[Data for review]:
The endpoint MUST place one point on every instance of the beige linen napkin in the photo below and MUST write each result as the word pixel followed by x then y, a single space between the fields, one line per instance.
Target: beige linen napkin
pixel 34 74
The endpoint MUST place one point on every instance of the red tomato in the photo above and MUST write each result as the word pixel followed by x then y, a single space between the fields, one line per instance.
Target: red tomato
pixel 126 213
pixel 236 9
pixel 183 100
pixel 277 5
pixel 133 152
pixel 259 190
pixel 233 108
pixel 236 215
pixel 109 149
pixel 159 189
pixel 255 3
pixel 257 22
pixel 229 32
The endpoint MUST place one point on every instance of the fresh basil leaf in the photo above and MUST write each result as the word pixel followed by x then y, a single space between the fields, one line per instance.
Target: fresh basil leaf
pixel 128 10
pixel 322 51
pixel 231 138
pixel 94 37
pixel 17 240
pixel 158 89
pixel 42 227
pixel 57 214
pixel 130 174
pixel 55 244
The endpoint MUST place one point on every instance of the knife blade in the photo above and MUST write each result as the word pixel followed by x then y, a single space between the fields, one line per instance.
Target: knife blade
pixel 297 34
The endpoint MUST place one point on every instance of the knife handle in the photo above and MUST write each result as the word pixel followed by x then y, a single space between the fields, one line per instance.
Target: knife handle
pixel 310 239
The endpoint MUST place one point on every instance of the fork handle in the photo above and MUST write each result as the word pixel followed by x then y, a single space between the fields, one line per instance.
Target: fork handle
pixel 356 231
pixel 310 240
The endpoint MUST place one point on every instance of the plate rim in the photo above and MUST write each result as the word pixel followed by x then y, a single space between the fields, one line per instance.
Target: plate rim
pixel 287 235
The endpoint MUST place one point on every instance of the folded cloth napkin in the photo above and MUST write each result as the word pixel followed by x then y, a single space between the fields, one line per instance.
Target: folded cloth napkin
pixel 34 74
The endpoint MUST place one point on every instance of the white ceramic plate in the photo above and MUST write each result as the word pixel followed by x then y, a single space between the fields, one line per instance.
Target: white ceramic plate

[What this task involves]:
Copy out every entry above exactly.

[Solution to this exercise]:
The endpoint MUST place one point on every instance of the beige linen napkin in the photo below and MUST write each result as the word pixel followed by x then y, a single space between the fields, one line per instance.
Target: beige linen napkin
pixel 34 74
The endpoint MUST place one point on every instance of the red tomato in the photo above and MUST write each result as the word pixel followed by x then y, a single space between the fields, one line per instance.
Target: red tomato
pixel 126 213
pixel 236 9
pixel 183 100
pixel 277 5
pixel 133 152
pixel 259 190
pixel 233 108
pixel 236 215
pixel 109 149
pixel 159 189
pixel 255 3
pixel 257 22
pixel 229 32
The endpoint MUST place one point on every instance of the fresh basil leaf in the photo above and MUST write each result as the word pixel followed by x then y, a single space between the fields, one line per instance.
Target: fresh basil leaf
pixel 128 10
pixel 322 51
pixel 231 138
pixel 94 37
pixel 17 240
pixel 158 89
pixel 42 227
pixel 57 214
pixel 130 174
pixel 55 244
The endpoint MUST place one point on every instance of the knife blade in the photo above and MUST write each result as the word pixel followed by x then y, a single space between the fields, one line per instance.
Target: knife blade
pixel 297 34
The endpoint MUST place one point on every instance of the knife handle in the photo above and MUST write each result as the word pixel followed by x then y, a single space between the fields, one line per instance.
Target: knife handle
pixel 310 239
The endpoint MUST place one point on every instance of the fork handle in the photo above and MUST write each result as the word pixel followed by x then y, a single space between the fields, one line per instance.
Target: fork handle
pixel 356 231
pixel 310 240
The endpoint MUST place one point on every instance of the plate rim in the photo above and MUST write each result as the word pixel followed by x then y, a single space between the fields, one line per instance.
Target: plate rim
pixel 287 235
The endpoint MUST place one point on every instance of the folded cloth napkin in the photo above and MUST write each result as the word pixel followed by x then y, a single space between the fields, one line per instance.
Target: folded cloth napkin
pixel 34 74
The endpoint MUST place one point on every instance of the white ceramic plate in the photo above and MUST write each result as the word pixel followed by x then y, a single space between the fields, one line per instance.
Target: white ceramic plate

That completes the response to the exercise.